Transcribe, character for character, the section of the page below on how unsafe mods are flagged that begins with the words containing "Sims 4 Mod Fixer is" and ends with "Nothing. Informational only.".

PASSAGE SHOWN:

◆ ◆ ◆ ◆ ◆

← Back to Sims 4 Mod Fixer

How We Flag Unsafe Mods

By the Sims 4 Mod Fixer team  ·  Updated June 2026

Sims 4 Mod Fixer runs a set of static, pre-launch safety checks automatically during a normal scan — fully offline, no account, quarantine-only (nothing is ever deleted). Here is exactly what each flag means, and how to dispute one.

Sims 4 Mod Fixer is the only Sims 4 mod tool with a published severity rubric and a documented creator dispute path — that transparency is the point.

The three flag levels

Every safety finding falls into one of three levels. The first two are about awareness and review — they are never an accusation. Only the third level uses words like “threat,” and only when the evidence is a documented, verified sample.

Level What it means What you should do
Capability note (info) A script uses a capability — such as network access — that many legitimate mods also use (built-in update checkers are a common example). No action needed — this is here for awareness. Nothing. Informational only.
Flagged for review (orange) Either the script can both reach the network and run external code — the shape used by runtime downloaders — or its extracted code matched a suspicious pattern, or its code is obfuscated and could not be inspected. Many legitimate mods never look like this. Verify this is the official release from the creator's page before trusting it. Disabling is optional and fully reversible.
Known threat (red) The file's exact SHA-256 matches a documented, verified malware sample, or a real executable file (.exe, .bat, .dll and 9 other executable types) is sitting loose in your Mods folder or hidden inside a script mod's archive — Sims 4 mods never need executable files. Treat as unsafe. You can still restore it with one click if you believe it is a mistake — see Dispute a listing.

◆ ◆ ◆ ◆ ◆

DATASET EXTRACT:

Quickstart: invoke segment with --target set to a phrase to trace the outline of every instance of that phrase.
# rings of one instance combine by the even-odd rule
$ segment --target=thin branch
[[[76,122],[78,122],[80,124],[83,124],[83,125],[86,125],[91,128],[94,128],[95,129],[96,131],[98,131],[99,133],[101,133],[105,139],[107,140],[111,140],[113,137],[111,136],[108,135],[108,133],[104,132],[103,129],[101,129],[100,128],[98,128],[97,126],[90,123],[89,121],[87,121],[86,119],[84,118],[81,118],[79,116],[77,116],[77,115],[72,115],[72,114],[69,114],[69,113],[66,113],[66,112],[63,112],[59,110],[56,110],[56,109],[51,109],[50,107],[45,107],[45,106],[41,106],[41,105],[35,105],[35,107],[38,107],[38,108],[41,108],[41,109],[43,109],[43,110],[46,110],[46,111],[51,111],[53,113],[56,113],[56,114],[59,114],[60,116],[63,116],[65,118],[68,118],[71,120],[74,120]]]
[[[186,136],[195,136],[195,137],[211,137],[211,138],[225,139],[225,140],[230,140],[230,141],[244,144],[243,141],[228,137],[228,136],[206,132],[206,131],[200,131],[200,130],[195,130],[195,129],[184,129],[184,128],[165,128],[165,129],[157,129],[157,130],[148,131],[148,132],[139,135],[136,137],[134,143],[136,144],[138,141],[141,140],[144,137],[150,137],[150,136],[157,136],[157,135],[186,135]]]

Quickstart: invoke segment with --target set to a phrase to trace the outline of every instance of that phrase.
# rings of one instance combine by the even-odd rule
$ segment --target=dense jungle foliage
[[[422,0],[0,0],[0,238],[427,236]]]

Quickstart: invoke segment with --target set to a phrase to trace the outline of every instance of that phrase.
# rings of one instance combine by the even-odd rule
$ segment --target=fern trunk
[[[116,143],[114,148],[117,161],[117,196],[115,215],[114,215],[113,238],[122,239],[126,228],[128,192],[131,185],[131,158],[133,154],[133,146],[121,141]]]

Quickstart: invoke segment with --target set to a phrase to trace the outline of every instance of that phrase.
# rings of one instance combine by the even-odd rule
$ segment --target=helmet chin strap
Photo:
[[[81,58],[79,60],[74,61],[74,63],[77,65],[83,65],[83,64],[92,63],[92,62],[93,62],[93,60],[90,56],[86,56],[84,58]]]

◆ ◆ ◆ ◆ ◆

EXERCISE RESULT:
Sims 4 Mod Fixer is the only Sims 4 mod tool with a published severity rubric and a documented creator dispute path — that transparency is the point.

The three flag levels

Every safety finding falls into one of three levels. The first two are about awareness and review — they are never an accusation. Only the third level uses words like “threat,” and only when the evidence is a documented, verified sample.

Level What it means What you should do
Capability note (info) A script uses a capability — such as network access — that many legitimate mods also use (built-in update checkers are a common example). No action needed — this is here for awareness. Nothing. Informational only.